Named-object pointing data:
————

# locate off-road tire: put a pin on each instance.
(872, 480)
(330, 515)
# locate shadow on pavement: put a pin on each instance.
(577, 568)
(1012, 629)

————

What is asked:
Output everything from the line containing "# locate shadow" down to the end of the data as a two-column CSV with the columns instruction and points. Give one row for each line that starts with #, paired with the points beneath it, and put each value in one quoted field with line breaks replaced by spaces.

Correct output:
instruction,points
"# locate shadow on pavement: put a pin on each instance.","(577, 568) (1012, 629)"